But something to get our original source honored better in the LLM. Maybe if one of the LLMs do this, we'd give it more loyalty? Maybe the government needs to compel this kind of behavior? No idea. It does suck though our content is just turned into AI's own tokens and we're left with a tiny "source" link if we're lucky.

  • Given that these platforms are increasing intermediating experiences between websites/companies/etc and end-users, I suspect we’ll soon see a strong push back in that direction to adopt more things like schema markup to get more control back in some sense. Things are only going to get worse though.

If it's so bad, people won't use it. If it's good, why be against it ?

You don't write post to reach the biggest amount of people, you do because you're passionate and ultimately you get people following you.

If average Joe doesn't go on your website, what's the big deal ?

I think this feature will be very useful to fight back on the optimized SEO hell that we currently have.

It is not a war on the web, but on how it was traditionally used (and abused). And that "traditional" way was shaped by google too.

As you want a cookie, i put you in a table, napking, serve you a bag of cookies and hope that you eat/find the cookie you want, while hearing my music, watching my ads, pushing you more foods that I sell and other services. And sometimes, that is the experience you are searching for. But also, many just want a cookie.

INFORMATION:

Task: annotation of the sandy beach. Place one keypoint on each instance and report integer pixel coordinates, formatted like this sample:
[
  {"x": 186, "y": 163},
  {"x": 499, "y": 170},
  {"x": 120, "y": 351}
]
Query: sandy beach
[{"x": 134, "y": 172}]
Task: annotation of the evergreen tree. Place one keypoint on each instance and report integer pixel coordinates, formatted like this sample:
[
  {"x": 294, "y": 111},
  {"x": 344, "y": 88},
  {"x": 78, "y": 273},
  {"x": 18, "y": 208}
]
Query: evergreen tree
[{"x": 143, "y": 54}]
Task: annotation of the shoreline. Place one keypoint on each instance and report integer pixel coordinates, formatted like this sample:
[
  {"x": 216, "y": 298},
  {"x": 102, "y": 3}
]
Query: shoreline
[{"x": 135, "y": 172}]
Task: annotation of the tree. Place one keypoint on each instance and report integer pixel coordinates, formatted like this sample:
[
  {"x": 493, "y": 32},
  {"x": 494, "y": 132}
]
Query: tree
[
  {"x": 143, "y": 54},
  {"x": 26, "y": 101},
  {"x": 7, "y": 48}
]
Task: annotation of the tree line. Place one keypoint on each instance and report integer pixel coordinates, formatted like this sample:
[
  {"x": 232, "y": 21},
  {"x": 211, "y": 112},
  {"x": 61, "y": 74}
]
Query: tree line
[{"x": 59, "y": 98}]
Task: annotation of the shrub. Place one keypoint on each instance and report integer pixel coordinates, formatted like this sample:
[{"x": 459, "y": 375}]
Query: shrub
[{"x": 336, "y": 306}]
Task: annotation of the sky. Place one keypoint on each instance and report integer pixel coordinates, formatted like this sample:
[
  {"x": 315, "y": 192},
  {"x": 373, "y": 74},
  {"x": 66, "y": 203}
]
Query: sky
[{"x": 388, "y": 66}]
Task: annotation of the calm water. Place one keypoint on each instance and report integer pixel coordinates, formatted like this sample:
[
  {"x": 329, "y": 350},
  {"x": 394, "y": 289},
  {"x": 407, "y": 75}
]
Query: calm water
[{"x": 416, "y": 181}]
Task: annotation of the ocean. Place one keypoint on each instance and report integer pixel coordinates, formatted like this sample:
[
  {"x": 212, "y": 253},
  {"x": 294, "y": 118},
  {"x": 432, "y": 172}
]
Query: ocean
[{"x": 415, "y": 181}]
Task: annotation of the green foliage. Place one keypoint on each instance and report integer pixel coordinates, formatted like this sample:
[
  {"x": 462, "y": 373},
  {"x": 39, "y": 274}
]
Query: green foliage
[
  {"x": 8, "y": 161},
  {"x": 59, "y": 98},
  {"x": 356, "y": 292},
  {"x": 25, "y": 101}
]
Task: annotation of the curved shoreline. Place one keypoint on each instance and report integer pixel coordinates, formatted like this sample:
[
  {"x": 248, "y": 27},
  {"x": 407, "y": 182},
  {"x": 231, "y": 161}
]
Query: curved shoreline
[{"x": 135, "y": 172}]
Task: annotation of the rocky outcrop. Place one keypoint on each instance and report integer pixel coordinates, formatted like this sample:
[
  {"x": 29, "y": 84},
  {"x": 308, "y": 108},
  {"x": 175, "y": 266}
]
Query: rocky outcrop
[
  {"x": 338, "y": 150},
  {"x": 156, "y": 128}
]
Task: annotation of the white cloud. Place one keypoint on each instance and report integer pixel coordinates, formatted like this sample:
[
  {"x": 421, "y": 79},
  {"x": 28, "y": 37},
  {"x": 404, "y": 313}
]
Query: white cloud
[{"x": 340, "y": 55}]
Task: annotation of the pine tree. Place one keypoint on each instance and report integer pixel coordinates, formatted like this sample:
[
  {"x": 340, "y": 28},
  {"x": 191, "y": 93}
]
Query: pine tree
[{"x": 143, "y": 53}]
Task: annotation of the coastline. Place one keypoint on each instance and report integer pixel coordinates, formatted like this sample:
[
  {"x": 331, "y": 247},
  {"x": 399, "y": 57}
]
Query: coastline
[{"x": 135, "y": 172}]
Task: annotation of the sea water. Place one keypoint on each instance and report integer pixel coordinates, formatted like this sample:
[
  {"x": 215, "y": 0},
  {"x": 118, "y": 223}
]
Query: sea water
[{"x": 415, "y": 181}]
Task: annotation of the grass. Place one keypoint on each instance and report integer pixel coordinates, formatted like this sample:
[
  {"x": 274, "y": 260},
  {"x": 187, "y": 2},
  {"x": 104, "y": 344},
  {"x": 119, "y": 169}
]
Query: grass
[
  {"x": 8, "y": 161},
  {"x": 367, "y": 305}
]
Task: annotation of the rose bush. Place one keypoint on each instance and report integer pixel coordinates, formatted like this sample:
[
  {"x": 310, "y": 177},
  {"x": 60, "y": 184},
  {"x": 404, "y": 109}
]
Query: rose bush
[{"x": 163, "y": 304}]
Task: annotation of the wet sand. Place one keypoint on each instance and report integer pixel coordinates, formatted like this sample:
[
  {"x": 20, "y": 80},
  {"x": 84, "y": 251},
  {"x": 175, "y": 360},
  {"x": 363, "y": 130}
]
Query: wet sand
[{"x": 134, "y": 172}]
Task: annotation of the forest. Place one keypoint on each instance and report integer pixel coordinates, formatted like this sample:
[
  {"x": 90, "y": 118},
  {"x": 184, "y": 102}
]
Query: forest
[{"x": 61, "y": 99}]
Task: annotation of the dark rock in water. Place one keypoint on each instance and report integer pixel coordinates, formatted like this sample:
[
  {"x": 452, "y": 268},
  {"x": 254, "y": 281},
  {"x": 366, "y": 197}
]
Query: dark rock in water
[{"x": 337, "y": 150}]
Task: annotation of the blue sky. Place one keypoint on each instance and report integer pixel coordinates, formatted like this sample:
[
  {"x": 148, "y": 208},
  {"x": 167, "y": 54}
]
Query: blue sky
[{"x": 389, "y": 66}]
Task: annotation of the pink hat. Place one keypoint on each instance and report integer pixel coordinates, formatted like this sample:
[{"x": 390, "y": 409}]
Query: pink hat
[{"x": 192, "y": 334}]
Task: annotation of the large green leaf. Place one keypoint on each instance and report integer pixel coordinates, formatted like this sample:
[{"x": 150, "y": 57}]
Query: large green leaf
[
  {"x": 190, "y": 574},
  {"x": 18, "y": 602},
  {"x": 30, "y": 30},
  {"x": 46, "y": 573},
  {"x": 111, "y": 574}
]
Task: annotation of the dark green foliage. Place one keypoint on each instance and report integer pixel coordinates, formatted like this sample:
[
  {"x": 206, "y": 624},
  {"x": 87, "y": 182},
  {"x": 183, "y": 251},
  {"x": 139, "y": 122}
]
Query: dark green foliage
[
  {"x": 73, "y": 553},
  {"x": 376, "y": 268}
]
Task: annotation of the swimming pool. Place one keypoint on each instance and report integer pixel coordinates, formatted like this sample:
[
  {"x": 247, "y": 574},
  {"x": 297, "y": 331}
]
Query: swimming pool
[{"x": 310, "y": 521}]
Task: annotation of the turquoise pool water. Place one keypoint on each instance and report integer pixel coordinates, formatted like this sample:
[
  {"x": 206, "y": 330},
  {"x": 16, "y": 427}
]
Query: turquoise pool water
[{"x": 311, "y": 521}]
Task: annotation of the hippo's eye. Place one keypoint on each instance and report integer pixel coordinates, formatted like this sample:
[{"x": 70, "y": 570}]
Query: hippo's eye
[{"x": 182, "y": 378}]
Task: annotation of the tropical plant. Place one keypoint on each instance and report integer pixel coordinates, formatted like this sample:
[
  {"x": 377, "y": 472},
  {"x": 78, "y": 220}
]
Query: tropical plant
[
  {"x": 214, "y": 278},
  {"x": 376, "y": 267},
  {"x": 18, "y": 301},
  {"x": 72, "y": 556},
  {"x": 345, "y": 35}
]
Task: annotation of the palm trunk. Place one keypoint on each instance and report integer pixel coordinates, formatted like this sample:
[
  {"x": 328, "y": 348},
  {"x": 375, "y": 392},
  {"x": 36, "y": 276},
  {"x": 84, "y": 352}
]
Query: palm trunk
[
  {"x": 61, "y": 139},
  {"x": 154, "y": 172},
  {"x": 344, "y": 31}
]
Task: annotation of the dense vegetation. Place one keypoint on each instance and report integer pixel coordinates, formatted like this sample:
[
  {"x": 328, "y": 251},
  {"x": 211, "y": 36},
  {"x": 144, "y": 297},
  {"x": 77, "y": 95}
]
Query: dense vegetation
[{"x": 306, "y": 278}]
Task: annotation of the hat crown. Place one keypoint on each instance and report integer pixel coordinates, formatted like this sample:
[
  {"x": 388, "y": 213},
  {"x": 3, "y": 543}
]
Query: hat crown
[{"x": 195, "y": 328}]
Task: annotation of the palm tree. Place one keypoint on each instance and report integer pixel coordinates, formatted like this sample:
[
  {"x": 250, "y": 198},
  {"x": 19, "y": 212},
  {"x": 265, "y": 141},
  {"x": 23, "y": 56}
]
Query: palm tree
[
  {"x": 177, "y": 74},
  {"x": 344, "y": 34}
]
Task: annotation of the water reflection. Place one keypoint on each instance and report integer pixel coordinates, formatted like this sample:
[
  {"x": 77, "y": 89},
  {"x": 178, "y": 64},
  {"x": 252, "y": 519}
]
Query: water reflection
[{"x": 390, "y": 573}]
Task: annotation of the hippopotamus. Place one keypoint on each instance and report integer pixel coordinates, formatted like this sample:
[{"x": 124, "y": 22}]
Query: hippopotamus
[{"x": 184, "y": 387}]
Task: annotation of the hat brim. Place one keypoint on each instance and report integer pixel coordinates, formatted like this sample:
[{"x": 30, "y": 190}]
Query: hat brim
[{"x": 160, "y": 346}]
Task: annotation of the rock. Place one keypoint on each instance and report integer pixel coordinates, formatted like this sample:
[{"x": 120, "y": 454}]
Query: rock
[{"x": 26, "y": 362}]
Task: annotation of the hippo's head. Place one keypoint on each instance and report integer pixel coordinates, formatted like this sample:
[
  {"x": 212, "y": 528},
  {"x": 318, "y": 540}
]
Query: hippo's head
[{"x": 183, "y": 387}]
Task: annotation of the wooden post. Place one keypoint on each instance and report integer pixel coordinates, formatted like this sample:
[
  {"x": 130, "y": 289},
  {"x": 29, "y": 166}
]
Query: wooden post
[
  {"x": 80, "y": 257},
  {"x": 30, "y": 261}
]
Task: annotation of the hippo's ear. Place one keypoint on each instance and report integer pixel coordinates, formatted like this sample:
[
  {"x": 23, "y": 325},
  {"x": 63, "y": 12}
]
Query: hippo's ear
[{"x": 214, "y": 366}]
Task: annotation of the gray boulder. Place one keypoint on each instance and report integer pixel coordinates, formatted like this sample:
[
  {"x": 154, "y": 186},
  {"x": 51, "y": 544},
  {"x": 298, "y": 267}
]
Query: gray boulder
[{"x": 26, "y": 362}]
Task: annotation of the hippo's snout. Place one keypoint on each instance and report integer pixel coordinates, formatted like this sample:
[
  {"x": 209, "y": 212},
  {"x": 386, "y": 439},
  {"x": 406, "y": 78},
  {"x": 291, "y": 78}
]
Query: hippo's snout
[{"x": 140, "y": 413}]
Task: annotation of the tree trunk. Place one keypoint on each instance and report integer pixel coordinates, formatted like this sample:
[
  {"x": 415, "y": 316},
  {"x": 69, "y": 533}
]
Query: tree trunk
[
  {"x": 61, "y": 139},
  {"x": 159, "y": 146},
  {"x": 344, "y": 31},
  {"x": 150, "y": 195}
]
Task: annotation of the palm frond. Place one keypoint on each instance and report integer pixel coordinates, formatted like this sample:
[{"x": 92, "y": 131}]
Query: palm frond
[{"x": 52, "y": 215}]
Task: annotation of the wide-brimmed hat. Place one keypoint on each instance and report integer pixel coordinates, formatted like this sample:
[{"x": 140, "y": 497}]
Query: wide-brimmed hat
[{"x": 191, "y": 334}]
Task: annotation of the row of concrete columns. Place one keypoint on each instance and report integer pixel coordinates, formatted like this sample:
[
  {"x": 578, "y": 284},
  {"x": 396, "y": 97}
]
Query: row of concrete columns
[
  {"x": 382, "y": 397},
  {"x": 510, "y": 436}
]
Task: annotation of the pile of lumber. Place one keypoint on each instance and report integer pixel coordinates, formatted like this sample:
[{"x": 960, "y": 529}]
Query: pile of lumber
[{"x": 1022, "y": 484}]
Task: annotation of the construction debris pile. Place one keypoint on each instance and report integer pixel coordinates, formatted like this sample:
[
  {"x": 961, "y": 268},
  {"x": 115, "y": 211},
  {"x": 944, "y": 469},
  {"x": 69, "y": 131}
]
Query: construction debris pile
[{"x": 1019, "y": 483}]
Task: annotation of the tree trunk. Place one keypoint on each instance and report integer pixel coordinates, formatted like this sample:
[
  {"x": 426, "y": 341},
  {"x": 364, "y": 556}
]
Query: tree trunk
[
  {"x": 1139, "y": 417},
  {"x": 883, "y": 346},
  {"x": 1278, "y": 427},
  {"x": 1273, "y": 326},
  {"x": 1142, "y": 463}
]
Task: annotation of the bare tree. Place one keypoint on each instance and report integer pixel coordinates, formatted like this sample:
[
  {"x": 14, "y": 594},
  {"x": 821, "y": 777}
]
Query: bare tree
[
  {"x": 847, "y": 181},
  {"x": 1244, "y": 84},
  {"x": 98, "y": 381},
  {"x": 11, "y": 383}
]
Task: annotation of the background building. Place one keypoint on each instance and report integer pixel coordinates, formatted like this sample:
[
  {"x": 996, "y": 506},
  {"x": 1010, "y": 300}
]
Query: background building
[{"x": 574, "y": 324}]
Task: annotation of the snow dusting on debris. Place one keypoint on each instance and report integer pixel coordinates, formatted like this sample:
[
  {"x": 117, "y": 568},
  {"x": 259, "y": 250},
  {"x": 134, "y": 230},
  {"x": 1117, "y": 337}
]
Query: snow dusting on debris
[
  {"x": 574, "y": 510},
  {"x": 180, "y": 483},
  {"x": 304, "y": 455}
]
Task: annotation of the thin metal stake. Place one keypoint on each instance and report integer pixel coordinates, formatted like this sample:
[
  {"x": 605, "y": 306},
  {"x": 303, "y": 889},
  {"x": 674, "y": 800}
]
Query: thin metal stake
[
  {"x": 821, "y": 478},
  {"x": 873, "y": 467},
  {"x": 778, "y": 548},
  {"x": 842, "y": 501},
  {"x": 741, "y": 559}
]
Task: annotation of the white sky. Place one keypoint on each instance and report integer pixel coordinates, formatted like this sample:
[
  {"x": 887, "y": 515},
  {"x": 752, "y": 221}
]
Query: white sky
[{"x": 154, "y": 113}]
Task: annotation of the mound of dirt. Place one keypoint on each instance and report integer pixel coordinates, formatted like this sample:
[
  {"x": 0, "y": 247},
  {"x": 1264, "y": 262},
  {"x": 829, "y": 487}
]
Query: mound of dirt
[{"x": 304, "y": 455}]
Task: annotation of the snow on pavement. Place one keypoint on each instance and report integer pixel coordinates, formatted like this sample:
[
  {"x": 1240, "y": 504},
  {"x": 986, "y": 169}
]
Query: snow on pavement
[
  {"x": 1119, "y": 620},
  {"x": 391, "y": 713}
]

REQUIRED TASKS:
(1) In the forum thread on AI tools and websites, what kind of markup does one commenter expect a push to adopt?
(2) Carry on the forum thread about AI tools and websites, starting right after its last sentence.

RESULTS BY TASK:
(1) Schema markup.

(2)
That is what a conversational and maybe agentic interface can give you. Have someone a blueberry cookie? Then it gives it to you, and also give pointers to restaurants that give a more complete experience sometimes (while others may try to scam you). It is a shortcut, but also doesn't hide you the traditional way to access that.

They are not saints, but neither are all the ones in the other side. But the new way to access the relevant information you want, in a way that you can use it, have its own value.

  • Google isn't a search company, and hasn't been ever since they bought DoubleClick. Their core business is advertising.

    They're trying to pivot into AI because they have gobs of "evidence" that the vast majority of people have been typing natural language questions into Google instead of looking for specific terms

  • Google pre 2010 was perfectly functional. No realtime search suggestions, advanced search parameters that were actually working, possibility of doing an exact string search if needed.

    The technology for indexing the web was mature enough by then, already then.

    I agree that much of the downward spiral was caused by google itself, tho.